*EXERCISE DIRECTIONS*.
Give the entries again, precisely as they were written.

*STORED DATA*.

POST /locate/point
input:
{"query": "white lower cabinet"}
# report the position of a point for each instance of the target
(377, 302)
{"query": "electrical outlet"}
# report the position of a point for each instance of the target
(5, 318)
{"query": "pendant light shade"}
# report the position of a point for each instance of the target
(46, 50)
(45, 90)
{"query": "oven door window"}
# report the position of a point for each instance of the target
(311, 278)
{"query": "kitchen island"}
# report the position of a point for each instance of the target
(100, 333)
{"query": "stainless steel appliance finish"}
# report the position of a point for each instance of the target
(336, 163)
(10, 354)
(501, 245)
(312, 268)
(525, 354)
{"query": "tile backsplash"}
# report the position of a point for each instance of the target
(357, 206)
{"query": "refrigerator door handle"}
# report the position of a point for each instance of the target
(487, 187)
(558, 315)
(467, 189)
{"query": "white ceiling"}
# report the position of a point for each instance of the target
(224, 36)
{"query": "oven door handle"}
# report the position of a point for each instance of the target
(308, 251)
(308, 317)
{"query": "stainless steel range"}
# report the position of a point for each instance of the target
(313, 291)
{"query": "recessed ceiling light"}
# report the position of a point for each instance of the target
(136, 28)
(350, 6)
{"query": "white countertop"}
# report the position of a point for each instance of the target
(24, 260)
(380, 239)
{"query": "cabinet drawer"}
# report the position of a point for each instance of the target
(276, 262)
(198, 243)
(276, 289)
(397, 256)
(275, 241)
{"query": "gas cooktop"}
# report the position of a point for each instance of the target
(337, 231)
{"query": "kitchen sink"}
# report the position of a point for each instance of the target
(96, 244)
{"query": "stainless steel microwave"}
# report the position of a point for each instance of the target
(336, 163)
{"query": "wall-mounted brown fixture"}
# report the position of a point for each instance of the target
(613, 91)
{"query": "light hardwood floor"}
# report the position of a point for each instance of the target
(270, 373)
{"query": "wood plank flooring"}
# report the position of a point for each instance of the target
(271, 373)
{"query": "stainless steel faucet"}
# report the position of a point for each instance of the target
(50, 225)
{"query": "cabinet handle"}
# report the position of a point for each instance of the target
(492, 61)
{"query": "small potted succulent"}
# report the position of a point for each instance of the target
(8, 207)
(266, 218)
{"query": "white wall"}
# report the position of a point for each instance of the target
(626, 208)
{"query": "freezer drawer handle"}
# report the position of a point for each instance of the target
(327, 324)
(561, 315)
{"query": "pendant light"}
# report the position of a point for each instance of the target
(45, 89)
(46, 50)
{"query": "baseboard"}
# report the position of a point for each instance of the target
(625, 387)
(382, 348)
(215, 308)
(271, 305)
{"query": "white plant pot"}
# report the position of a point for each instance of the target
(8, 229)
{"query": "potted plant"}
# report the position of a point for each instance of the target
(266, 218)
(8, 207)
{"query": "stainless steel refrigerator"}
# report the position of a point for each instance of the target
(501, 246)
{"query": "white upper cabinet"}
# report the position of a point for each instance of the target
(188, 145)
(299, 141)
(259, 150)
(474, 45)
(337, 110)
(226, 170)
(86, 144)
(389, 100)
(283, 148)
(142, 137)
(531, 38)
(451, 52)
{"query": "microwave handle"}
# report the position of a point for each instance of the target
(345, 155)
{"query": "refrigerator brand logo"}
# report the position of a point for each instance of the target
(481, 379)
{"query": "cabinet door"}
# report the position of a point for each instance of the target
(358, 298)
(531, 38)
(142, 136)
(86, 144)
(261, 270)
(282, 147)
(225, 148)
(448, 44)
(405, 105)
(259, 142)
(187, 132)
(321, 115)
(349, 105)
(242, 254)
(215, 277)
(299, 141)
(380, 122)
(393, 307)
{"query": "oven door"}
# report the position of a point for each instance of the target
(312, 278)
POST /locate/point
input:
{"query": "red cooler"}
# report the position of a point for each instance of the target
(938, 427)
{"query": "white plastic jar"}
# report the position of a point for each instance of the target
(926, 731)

*SOLUTION FOR THIS PROBLEM*.
POST /locate/point
input:
{"query": "white lower cabinet"}
# report the position of a point for each instance of the target
(377, 302)
{"query": "electrical outlet"}
# report the position of a point for each instance of the target
(5, 318)
{"query": "pendant light shade"}
# report the position of a point for each instance of the target
(46, 50)
(45, 90)
{"query": "oven door window"}
# report the position of a point for each instance of the target
(311, 278)
{"query": "kitchen island"}
# report the position of a point for each instance of the target
(100, 333)
{"query": "stainless steel appliance finish"}
# report the position of a point for each instance of the target
(336, 163)
(10, 354)
(501, 245)
(312, 268)
(525, 354)
{"query": "tile backsplash"}
# report the position of a point for each instance of the target
(357, 206)
{"query": "refrigerator door handle"}
# report the position of a point for each instance of the target
(487, 187)
(558, 315)
(467, 189)
{"query": "white ceiling"}
# report the position of a point for each instance of the target
(224, 36)
{"query": "oven door handle"}
# report the position of a point for each instance of the target
(308, 251)
(308, 317)
{"query": "stainless steel range"}
# report the position of a point for each instance of the target
(313, 291)
{"query": "recessed ceiling light"}
# report the position of a point for each instance of the target
(136, 28)
(350, 6)
{"query": "white countertop"}
# report the position of a point for each instance of the target
(24, 260)
(380, 239)
{"query": "cabinet drawer"}
# report the position of a point for each instance of the target
(276, 262)
(198, 243)
(276, 289)
(397, 256)
(275, 241)
{"query": "gas cooktop"}
# report the position of a point for each instance of the target
(337, 231)
{"query": "kitchen sink"}
# report the position of a point for each instance of the target
(96, 244)
{"query": "stainless steel microwave"}
# report the position of a point for each instance of the target
(336, 163)
{"query": "wall-mounted brown fixture"}
# report the position of a point for each instance of the target
(613, 91)
{"query": "light hardwood floor"}
# report the position of a point for each instance of the target
(270, 373)
{"query": "wood plank flooring"}
# report the position of a point for each instance of the target
(271, 373)
{"query": "stainless steel faucet"}
# report the position of a point for each instance of the target
(50, 225)
{"query": "cabinet handle"}
# report the position of a point for each instance of the target
(492, 61)
{"query": "small potted succulent"}
# report the position of a point for each instance of the target
(8, 207)
(266, 218)
{"query": "white wall"}
# report the position of a point for each instance of the target
(626, 208)
{"query": "freezer drawer handle"}
# report the position of a point for each instance of the target
(327, 324)
(561, 315)
{"query": "pendant light"}
# report the position of a point for each instance of the target
(45, 89)
(46, 50)
{"query": "baseboard"}
# report the position of a point for each instance of the target
(625, 387)
(382, 348)
(215, 308)
(271, 305)
{"query": "white plant pot"}
# report the position of a point for each instance of the target
(8, 229)
{"query": "potted plant"}
# report the position of a point for each instance of the target
(266, 218)
(8, 207)
{"query": "stainless steel refrigerator"}
# report the position of a point for each instance of the target
(501, 246)
{"query": "white upper cabinet"}
# report the position of a point for each instance of the target
(188, 145)
(299, 141)
(259, 150)
(474, 45)
(337, 110)
(226, 170)
(86, 144)
(389, 100)
(283, 148)
(142, 137)
(531, 38)
(451, 52)
{"query": "microwave handle"}
# report the position of a point for each instance of the target
(345, 155)
{"query": "refrigerator brand logo"}
# report the position of a point for each instance of the target
(481, 379)
{"query": "cabinet door"}
# report the position of a point for each instance of the target
(358, 298)
(531, 38)
(142, 136)
(86, 144)
(261, 270)
(282, 147)
(225, 148)
(448, 44)
(405, 105)
(259, 142)
(187, 132)
(321, 115)
(349, 105)
(242, 254)
(215, 277)
(299, 141)
(380, 122)
(393, 307)
{"query": "oven door"}
# report the position of a point for each instance of the target
(312, 278)
POST /locate/point
input:
{"query": "red cooler"}
# report the position of a point for each instance of the target
(938, 427)
{"query": "white plastic jar"}
# report the position of a point for each instance of the target
(926, 731)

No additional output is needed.